▶ [Collection entries]:
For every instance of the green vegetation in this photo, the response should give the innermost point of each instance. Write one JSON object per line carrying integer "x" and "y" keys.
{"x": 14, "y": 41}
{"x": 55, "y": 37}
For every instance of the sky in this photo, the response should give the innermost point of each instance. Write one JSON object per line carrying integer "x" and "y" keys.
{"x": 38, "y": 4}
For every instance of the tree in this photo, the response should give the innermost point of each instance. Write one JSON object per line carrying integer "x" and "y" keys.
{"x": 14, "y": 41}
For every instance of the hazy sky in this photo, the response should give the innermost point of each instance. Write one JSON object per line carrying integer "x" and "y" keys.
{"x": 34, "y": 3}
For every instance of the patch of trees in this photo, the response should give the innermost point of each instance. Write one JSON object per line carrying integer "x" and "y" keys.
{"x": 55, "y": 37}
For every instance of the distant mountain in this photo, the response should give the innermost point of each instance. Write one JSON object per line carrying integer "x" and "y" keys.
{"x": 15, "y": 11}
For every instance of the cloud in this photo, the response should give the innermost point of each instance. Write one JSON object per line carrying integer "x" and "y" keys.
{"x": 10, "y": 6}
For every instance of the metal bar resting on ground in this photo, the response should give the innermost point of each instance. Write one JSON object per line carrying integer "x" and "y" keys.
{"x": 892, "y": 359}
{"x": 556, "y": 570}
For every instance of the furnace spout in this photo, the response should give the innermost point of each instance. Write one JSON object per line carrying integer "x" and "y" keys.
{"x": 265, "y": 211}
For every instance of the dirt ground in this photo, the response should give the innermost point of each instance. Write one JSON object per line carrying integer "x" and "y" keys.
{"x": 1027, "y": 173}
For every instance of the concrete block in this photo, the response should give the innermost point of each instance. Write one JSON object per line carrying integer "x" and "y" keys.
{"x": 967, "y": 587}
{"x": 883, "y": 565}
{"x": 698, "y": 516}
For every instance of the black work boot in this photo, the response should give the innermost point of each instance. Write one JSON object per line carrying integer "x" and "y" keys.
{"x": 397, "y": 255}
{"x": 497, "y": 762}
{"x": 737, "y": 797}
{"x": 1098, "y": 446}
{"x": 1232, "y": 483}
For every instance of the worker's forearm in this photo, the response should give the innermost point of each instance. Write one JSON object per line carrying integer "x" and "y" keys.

▶ [Aim of the task]: In full and word for word, reproduce the data above.

▶ [Solved problem]:
For every instance of the green vegetation in this photo, the response should give the innermost point of each instance. Write one JSON object per line carrying integer "x" and "y" keys.
{"x": 14, "y": 41}
{"x": 55, "y": 37}
For every instance of the sky in this photo, the response should give the innermost point of each instance. Write one JSON object per line carrying integer "x" and "y" keys.
{"x": 38, "y": 4}
For every instance of the tree in this photo, the response should give the innermost point of each instance. Write one JSON object per line carrying integer "x" and "y" keys.
{"x": 14, "y": 41}
For every instance of the hazy sky in this photo, the response should give the innermost point of each instance. Write one JSON object per line carrying integer "x" and "y" keys.
{"x": 34, "y": 3}
For every instance of the patch of trees in this photo, the response should give the innermost point of each instance. Write one JSON object per line carrying integer "x" and "y" keys.
{"x": 55, "y": 37}
For every instance of the distant mountain in this photo, the response should give the innermost point of each instance. Write one JSON object per line carrying integer "x" and "y" keys.
{"x": 15, "y": 11}
For every instance of the cloud in this photo, the response should give the innermost point of each instance. Write one JSON object per line carrying integer "x" and "y" keys.
{"x": 10, "y": 6}
For every instance of the metal bar resting on ground in this photo, the response should give the innermost point of each instance. Write one JSON object per line carrying integer "x" and "y" keys.
{"x": 892, "y": 359}
{"x": 556, "y": 570}
For every instance of the furnace spout in this photo, the response should give the innermost point of each instance. Write one JSON object per line carrying integer "x" and "y" keys.
{"x": 265, "y": 211}
For every instance of the dirt ground in this photo, the response should give the innermost point of each instance. Write one JSON object per line carrying integer "x" and "y" keys.
{"x": 1027, "y": 173}
For every instance of the concrete block in this photo, the response should give the innermost point of each instance. Write one JSON object per line carrying integer "x" and "y" keys.
{"x": 967, "y": 587}
{"x": 883, "y": 565}
{"x": 698, "y": 516}
For every instance of the black work boot in this photo, the response should give the innermost point of each instance. Write one JSON object per line carrying integer "x" and "y" keys.
{"x": 397, "y": 255}
{"x": 497, "y": 762}
{"x": 737, "y": 797}
{"x": 1098, "y": 446}
{"x": 1232, "y": 483}
For every instance of the worker's forearm in this photo, the response should give the innermost point of each instance. Write one JSON object per line carrying integer "x" and "y" keys.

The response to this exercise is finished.